§ Your objective: For each line below that contains the string "wetsuit", copy that line.

§ Task input:
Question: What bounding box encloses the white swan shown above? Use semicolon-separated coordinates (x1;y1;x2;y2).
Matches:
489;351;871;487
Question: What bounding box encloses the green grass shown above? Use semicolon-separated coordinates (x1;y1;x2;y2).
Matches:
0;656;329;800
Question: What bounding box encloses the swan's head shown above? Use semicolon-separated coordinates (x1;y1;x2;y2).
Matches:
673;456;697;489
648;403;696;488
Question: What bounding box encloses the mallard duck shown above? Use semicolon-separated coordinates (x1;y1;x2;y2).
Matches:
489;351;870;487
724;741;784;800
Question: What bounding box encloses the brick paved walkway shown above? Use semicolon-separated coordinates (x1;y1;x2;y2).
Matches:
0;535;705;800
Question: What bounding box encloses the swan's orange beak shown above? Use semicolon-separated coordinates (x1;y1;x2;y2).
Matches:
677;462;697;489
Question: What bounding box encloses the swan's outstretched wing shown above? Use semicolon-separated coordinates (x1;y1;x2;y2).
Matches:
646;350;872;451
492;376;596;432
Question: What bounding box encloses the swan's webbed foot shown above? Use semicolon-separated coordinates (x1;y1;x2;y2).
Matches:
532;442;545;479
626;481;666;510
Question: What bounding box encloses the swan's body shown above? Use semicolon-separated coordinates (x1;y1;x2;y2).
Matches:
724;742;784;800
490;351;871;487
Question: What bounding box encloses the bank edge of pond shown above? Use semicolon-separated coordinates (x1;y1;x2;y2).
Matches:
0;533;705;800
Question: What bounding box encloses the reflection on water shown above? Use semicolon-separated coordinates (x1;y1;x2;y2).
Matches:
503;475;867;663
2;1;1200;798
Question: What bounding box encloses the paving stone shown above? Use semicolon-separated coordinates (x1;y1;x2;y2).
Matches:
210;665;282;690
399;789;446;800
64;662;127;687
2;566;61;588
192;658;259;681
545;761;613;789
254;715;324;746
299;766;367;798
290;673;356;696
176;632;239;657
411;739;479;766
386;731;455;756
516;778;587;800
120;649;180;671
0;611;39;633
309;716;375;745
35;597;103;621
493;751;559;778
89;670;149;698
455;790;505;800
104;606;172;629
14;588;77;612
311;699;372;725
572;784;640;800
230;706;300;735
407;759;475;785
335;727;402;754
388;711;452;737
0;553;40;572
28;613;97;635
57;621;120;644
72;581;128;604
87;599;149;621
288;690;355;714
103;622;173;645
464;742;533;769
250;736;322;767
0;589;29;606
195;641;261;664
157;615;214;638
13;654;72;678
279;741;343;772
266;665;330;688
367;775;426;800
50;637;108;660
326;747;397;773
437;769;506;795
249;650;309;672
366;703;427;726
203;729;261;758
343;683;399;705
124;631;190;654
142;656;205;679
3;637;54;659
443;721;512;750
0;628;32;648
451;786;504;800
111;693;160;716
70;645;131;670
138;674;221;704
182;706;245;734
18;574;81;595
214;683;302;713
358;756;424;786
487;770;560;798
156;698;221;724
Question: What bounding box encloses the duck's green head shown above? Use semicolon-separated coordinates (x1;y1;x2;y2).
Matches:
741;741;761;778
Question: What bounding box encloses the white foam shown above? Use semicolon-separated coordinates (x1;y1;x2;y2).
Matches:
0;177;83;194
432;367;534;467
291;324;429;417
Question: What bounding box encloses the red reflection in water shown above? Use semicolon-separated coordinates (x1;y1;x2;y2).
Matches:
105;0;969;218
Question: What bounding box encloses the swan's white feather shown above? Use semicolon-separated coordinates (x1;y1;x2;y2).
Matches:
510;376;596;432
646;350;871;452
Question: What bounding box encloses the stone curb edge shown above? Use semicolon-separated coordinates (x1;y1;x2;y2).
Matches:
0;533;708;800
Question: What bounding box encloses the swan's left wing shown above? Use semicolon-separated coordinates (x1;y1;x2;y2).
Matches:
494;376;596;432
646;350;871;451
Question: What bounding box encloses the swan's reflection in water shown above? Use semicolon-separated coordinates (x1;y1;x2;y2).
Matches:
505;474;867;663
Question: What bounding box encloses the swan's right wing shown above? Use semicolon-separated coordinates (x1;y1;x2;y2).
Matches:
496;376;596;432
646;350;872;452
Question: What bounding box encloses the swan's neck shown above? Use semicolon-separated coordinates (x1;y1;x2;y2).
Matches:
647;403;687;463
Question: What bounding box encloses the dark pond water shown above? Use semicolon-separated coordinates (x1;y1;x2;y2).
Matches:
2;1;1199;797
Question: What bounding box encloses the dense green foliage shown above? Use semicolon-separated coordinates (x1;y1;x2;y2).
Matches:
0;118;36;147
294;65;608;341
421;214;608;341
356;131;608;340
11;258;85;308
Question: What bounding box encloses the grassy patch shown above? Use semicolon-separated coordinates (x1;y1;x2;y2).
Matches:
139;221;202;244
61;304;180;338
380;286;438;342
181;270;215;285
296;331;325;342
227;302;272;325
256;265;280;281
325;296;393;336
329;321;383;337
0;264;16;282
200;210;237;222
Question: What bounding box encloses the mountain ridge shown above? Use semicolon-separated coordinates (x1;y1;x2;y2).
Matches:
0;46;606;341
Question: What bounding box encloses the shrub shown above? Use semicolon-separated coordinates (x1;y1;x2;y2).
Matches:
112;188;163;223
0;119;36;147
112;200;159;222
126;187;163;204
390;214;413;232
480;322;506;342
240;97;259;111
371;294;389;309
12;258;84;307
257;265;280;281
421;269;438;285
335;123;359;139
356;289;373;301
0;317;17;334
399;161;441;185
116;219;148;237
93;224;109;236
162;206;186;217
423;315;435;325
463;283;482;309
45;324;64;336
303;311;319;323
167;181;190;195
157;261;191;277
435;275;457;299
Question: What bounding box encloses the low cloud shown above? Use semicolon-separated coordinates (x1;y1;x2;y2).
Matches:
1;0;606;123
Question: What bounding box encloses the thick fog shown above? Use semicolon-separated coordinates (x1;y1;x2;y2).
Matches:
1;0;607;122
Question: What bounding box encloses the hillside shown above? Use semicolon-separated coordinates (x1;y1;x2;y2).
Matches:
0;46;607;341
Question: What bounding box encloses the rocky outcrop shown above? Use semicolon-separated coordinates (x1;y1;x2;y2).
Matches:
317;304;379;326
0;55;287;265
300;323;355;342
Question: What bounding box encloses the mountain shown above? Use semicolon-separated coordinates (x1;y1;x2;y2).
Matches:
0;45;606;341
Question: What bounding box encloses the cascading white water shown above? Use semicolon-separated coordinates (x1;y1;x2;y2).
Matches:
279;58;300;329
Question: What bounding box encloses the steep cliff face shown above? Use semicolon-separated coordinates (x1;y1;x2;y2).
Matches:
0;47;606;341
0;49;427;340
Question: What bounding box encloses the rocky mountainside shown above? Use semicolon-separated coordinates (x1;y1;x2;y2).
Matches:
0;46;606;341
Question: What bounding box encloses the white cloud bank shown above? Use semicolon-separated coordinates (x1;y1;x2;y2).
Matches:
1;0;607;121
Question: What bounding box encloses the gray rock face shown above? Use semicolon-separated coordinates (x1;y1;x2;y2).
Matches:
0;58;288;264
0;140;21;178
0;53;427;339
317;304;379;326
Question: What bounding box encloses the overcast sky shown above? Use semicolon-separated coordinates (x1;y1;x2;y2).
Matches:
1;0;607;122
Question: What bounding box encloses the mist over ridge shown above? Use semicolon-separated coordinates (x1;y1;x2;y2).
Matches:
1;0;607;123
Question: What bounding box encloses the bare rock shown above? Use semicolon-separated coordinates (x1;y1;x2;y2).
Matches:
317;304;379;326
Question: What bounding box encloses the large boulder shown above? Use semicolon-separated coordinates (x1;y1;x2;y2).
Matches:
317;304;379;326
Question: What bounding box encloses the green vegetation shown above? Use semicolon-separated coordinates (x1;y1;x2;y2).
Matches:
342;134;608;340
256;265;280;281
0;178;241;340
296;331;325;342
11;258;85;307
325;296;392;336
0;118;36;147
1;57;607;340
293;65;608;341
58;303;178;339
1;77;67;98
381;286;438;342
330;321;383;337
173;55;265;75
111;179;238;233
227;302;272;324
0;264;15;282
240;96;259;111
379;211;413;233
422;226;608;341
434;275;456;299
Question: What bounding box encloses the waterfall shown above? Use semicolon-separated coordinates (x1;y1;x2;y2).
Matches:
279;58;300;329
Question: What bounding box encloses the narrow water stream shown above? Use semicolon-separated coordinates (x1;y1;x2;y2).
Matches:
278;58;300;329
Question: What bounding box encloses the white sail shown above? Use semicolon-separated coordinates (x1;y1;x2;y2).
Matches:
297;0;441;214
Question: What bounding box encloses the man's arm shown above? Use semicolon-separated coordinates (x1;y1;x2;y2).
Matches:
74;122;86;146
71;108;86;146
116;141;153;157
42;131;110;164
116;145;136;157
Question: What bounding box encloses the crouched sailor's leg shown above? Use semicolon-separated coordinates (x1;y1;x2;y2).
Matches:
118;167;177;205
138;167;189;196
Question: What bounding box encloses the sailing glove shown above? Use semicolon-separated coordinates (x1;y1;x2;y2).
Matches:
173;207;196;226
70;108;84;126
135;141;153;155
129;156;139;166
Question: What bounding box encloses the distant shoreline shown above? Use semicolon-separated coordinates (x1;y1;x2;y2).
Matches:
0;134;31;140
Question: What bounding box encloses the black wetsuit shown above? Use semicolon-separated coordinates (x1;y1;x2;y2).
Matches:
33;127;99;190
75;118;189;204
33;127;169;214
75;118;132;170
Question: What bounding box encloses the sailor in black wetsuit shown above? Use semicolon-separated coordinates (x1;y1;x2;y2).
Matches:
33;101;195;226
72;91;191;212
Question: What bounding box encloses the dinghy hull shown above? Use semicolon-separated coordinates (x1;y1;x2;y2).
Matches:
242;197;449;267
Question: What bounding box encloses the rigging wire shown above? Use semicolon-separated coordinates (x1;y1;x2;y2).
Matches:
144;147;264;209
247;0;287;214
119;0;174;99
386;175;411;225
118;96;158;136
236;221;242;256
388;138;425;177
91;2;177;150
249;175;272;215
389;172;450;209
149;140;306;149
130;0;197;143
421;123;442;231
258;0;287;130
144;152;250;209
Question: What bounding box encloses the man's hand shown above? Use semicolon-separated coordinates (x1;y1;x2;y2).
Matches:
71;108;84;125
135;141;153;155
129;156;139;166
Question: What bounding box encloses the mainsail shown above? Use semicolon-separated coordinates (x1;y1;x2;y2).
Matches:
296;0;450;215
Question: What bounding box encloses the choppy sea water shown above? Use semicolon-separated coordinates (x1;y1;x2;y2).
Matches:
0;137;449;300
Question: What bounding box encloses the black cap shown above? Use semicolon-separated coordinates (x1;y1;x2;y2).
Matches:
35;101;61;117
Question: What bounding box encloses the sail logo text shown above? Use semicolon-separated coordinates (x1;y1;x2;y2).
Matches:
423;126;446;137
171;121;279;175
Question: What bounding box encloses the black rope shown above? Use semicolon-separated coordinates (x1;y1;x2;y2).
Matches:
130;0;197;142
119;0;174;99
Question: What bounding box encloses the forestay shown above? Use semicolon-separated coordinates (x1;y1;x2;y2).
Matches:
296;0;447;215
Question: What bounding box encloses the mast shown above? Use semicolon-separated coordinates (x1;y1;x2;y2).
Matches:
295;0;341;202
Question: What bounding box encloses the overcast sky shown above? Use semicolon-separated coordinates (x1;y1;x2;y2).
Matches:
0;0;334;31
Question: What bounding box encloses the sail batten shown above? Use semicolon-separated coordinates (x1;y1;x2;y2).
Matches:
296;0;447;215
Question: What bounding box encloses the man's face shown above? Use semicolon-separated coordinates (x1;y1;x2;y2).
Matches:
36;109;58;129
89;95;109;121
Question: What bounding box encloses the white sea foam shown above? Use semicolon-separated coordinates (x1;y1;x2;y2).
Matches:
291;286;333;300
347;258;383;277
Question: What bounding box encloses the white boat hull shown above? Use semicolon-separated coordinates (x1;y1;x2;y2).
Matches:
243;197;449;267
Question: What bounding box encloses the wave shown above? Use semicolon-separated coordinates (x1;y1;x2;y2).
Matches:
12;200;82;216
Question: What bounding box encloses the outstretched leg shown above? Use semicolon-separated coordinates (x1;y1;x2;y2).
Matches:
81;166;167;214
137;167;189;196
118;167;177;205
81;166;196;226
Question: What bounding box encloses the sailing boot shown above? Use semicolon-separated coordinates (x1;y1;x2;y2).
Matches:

§ Exercise solution:
Question: What bounding box encloses the black wetsuit shown above? Use semicolon-separated coordinates (x1;y1;x2;y2).
Question: What bounding box encloses the sailor in black wetsuit shown above? Use semicolon-separated coordinates (x1;y1;x2;y2).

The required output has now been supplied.